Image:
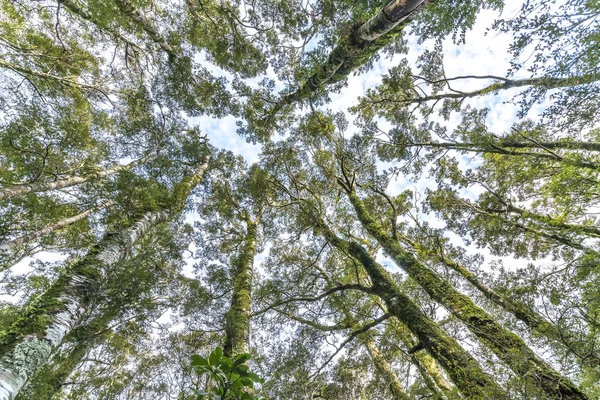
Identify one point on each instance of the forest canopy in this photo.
(327, 199)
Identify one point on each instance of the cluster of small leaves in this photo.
(226, 378)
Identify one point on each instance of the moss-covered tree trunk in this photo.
(463, 369)
(18, 190)
(508, 150)
(535, 321)
(507, 346)
(22, 240)
(28, 343)
(428, 368)
(543, 82)
(237, 319)
(48, 381)
(384, 368)
(355, 49)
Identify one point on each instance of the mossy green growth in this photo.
(508, 346)
(237, 319)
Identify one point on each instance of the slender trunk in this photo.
(552, 236)
(20, 241)
(381, 364)
(18, 190)
(28, 343)
(535, 321)
(356, 48)
(507, 346)
(425, 363)
(146, 25)
(48, 382)
(503, 84)
(384, 368)
(505, 150)
(462, 368)
(237, 325)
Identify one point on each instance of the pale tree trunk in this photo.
(146, 25)
(507, 346)
(463, 369)
(508, 150)
(18, 190)
(27, 344)
(384, 368)
(381, 364)
(356, 49)
(22, 240)
(428, 368)
(534, 320)
(503, 84)
(237, 319)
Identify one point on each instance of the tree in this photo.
(417, 245)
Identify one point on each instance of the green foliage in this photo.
(226, 378)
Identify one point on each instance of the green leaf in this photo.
(255, 377)
(199, 360)
(215, 356)
(241, 359)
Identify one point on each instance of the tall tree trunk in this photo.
(356, 48)
(463, 369)
(237, 319)
(27, 344)
(18, 190)
(506, 150)
(507, 346)
(381, 364)
(146, 25)
(384, 368)
(564, 240)
(502, 84)
(425, 363)
(48, 381)
(20, 241)
(535, 321)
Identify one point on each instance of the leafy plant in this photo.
(226, 378)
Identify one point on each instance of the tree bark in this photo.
(356, 48)
(381, 364)
(28, 343)
(507, 346)
(20, 241)
(502, 84)
(534, 321)
(505, 149)
(237, 319)
(384, 368)
(425, 363)
(19, 190)
(463, 369)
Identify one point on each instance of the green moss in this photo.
(237, 319)
(508, 346)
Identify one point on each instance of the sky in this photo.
(482, 54)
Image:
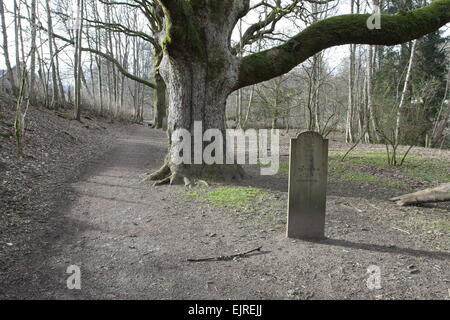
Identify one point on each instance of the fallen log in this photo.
(440, 193)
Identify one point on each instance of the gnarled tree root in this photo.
(194, 175)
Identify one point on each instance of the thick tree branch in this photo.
(339, 30)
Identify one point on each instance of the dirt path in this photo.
(132, 241)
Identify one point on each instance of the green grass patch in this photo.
(370, 179)
(230, 196)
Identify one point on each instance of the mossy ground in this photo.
(236, 197)
(372, 168)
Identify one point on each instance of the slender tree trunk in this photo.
(159, 104)
(78, 67)
(33, 52)
(55, 100)
(403, 95)
(6, 51)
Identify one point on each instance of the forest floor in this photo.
(133, 241)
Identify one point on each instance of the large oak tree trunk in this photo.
(199, 75)
(200, 71)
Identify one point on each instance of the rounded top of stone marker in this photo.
(309, 133)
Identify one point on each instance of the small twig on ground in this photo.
(398, 229)
(226, 258)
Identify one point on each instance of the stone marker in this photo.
(308, 170)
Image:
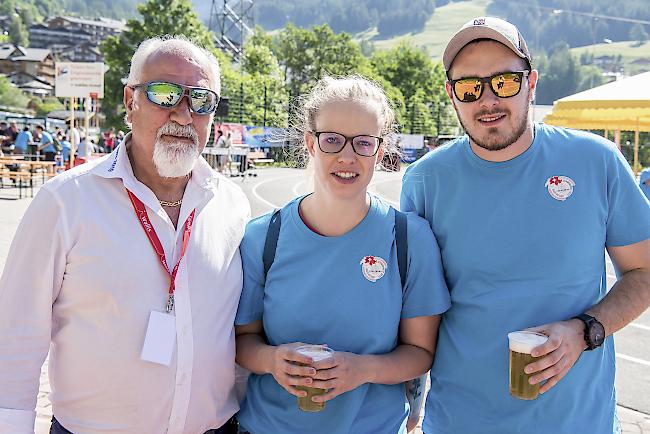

◆ **Given task**
Render every line of the material above as a numbered list, omitting blank lines and leaving out the pictures.

◆ **Result**
1. Image:
2. Identify one point on each instance of the forest canopy in this photo.
3. (327, 199)
4. Identify one point on each instance of the cluster of small leaves in this photo.
5. (226, 378)
6. Identify one point on each instance of the moss-covered tree trunk in this photo.
7. (463, 369)
8. (18, 190)
9. (508, 150)
10. (535, 321)
11. (507, 346)
12. (22, 240)
13. (28, 343)
14. (428, 368)
15. (543, 82)
16. (237, 319)
17. (48, 381)
18. (384, 368)
19. (355, 49)
20. Identify one point on each instance of the mossy green growth in this photo.
21. (508, 346)
22. (237, 319)
23. Identify one point on each instance of the slender trunk in this photo.
24. (552, 236)
25. (20, 241)
26. (381, 364)
27. (18, 190)
28. (28, 343)
29. (535, 321)
30. (356, 48)
31. (507, 346)
32. (425, 363)
33. (146, 25)
34. (48, 382)
35. (503, 84)
36. (384, 368)
37. (505, 150)
38. (462, 368)
39. (237, 325)
40. Identify one point on each instance of the pale tree trunk in this photo.
41. (146, 25)
42. (507, 346)
43. (463, 369)
44. (508, 150)
45. (18, 190)
46. (27, 344)
47. (384, 368)
48. (381, 364)
49. (356, 49)
50. (22, 240)
51. (428, 368)
52. (534, 320)
53. (503, 84)
54. (237, 319)
55. Identify one point on each instance of the tree in this photo.
56. (417, 245)
57. Identify one point on each instance of the green foliage in this photo.
58. (226, 378)
59. Identify one point on each instance of the green leaf in this photo.
60. (255, 377)
61. (199, 360)
62. (215, 356)
63. (241, 359)
64. Identify one point on each instance of the tall tree trunk in this photo.
65. (356, 48)
66. (463, 369)
67. (237, 319)
68. (27, 344)
69. (18, 190)
70. (506, 150)
71. (507, 346)
72. (381, 364)
73. (146, 25)
74. (384, 368)
75. (564, 240)
76. (502, 84)
77. (425, 363)
78. (48, 381)
79. (20, 241)
80. (535, 321)
81. Identify one point on each instance of the leafy plant in this photo.
82. (226, 378)
83. Identify one point on each instance of the tree bark in this photo.
84. (356, 48)
85. (381, 364)
86. (28, 343)
87. (507, 346)
88. (20, 241)
89. (502, 84)
90. (534, 321)
91. (505, 149)
92. (237, 319)
93. (384, 368)
94. (425, 363)
95. (19, 190)
96. (463, 369)
97. Identify one point on each instance of the green moss in this photo.
98. (237, 319)
99. (508, 346)
100. Identify one point on each instance of the sky in this photo.
101. (482, 54)
102. Image:
103. Identify one point on each instance of the fallen log in this photo.
104. (440, 193)
105. Identify one point on each instance of the gnarled tree root in this photo.
106. (194, 175)
107. Identify one point on each instance of the thick tree branch in this photo.
108. (339, 30)
109. Identify one point on each instance of the dirt path in this photo.
110. (132, 241)
111. Identify one point on each instance of the green grass patch in this photo.
112. (370, 179)
113. (230, 196)
114. Identify one point on each instance of the mossy ground in this photo.
115. (236, 197)
116. (372, 168)
117. Identify one point on each instance of the slender tree trunk in this photo.
118. (159, 104)
119. (78, 67)
120. (33, 52)
121. (55, 100)
122. (403, 95)
123. (6, 51)
124. Identify one point on each instance of the forest floor in this photo.
125. (133, 241)
126. Identify one point on each instance of the large oak tree trunk in this photo.
127. (199, 75)
128. (200, 71)
129. Identify one point on each instance of the rounded top of stone marker in this photo.
130. (309, 133)
131. Identify one point on each instance of the small twig on ground in this photo.
132. (398, 229)
133. (226, 258)
134. Identify one point on each instance of the stone marker in this photo.
135. (308, 170)
136. Image:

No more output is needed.